- What to produce
Render the entries below as a JSON list of strings, one string per line, leaving out any blank lines.

- Material for this task
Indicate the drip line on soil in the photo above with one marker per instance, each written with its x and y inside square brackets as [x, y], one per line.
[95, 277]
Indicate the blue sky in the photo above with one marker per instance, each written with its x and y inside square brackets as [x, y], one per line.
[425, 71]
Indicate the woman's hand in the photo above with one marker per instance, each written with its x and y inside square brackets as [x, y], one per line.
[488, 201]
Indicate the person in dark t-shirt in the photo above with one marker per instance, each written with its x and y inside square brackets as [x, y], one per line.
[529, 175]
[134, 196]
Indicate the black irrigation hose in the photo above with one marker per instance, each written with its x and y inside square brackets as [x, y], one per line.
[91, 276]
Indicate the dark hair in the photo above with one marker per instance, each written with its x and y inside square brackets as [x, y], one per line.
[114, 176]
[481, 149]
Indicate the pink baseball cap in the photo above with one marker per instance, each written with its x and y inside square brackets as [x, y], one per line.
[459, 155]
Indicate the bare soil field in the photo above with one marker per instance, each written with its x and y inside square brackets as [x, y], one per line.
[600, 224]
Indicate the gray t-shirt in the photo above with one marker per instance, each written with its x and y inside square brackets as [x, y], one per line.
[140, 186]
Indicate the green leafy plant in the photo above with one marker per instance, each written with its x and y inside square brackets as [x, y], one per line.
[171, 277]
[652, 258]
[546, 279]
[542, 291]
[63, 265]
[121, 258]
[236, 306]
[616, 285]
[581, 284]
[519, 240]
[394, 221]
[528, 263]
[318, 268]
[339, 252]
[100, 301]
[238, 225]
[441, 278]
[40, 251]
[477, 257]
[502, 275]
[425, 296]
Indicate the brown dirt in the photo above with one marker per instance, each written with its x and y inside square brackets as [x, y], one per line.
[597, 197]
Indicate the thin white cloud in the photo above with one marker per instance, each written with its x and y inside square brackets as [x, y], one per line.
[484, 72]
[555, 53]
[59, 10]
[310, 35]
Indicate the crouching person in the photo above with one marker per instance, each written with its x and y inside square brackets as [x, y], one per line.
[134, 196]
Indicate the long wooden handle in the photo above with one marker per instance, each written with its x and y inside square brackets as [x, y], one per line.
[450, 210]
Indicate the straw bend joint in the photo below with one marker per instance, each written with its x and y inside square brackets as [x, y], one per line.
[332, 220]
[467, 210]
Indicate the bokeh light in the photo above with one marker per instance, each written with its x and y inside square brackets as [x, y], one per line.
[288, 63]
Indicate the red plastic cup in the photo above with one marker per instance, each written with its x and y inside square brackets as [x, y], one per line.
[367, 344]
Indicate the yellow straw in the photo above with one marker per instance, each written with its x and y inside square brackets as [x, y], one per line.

- Solution for this problem
[
  "Indicate the drip line on soil in the photo above with one marker per instance, each written with its x and y inside square brackets as [x, y], one per line.",
  "[95, 277]",
  "Indicate the blue sky in the photo above with one marker per instance, each written with its x and y inside square brackets as [x, y], one per line.",
  "[425, 71]",
  "Indicate the woman's hand in the photo above with one marker per instance, each written with its x and y inside square brackets as [x, y], one per line.",
  "[488, 201]",
  "Indicate the person in dark t-shirt in the photo above with one marker per instance, each written with its x and y inside square brackets as [x, y], one per line.",
  "[529, 175]",
  "[134, 196]",
  "Indicate the black irrigation hose in the photo above with one marker per instance, each written with its x and y inside square brackets as [x, y], one per line.",
  "[91, 276]",
  "Indicate the dark hair in the photo above with one marker per instance, each written with its x and y inside square brackets as [x, y], one per line.",
  "[114, 176]",
  "[481, 149]",
  "Indicate the pink baseball cap in the photo above with one marker per instance, each written with its x and y inside square brackets as [x, y], one per line.",
  "[459, 155]",
  "Indicate the bare soil field in the photo above with one marker per instance, each written with its x and y inside square brackets as [x, y], one per line.",
  "[600, 224]",
  "Indicate the gray t-shirt in the photo above with one marker per instance, each written with its x and y inside square brackets as [x, y], one per line.",
  "[140, 186]",
  "Indicate the green leafy plant in the photo above with one marker per instance, each written with its x and y inside square brackets as [x, y], one per line.",
  "[171, 277]",
  "[652, 258]",
  "[546, 279]",
  "[542, 291]",
  "[63, 265]",
  "[121, 258]",
  "[236, 306]",
  "[616, 285]",
  "[581, 284]",
  "[519, 240]",
  "[394, 221]",
  "[528, 263]",
  "[318, 268]",
  "[339, 252]",
  "[100, 301]",
  "[238, 225]",
  "[441, 278]",
  "[40, 251]",
  "[477, 257]",
  "[502, 275]",
  "[425, 296]",
  "Indicate the brown dirt in the photo above with one marker per instance, each written with its x and y inside square brackets as [x, y], one per line.",
  "[597, 197]",
  "Indicate the thin white cloud in the photo above with one marker per instance, each written with its x and y inside square brackets as [x, y], one per line.",
  "[484, 72]",
  "[555, 53]",
  "[59, 10]",
  "[310, 35]",
  "Indicate the crouching person in the photo above with one marker per instance, each written with its x and y inside square brackets as [x, y], one per line.",
  "[134, 196]",
  "Indicate the long wooden handle in the photo above with one marker per instance, each written with its x and y inside square brackets as [x, y], one per line.",
  "[450, 210]",
  "Indicate the straw bend joint in the photo below with one marker per instance, each written with its x and y inside square brackets as [x, y], one per line.",
  "[332, 220]",
  "[467, 210]",
  "Indicate the bokeh light in the photo above with one marker per instance, each written with its x and y inside square brackets as [x, y], one per line.",
  "[288, 63]",
  "Indicate the red plastic cup in the photo above with one marker per instance, each written with its x and y inside square brackets as [x, y], one per line.",
  "[367, 344]",
  "Indicate the yellow straw in the photo above with one marker per instance, each written with its x and y inside square brackets as [x, y], one per line."
]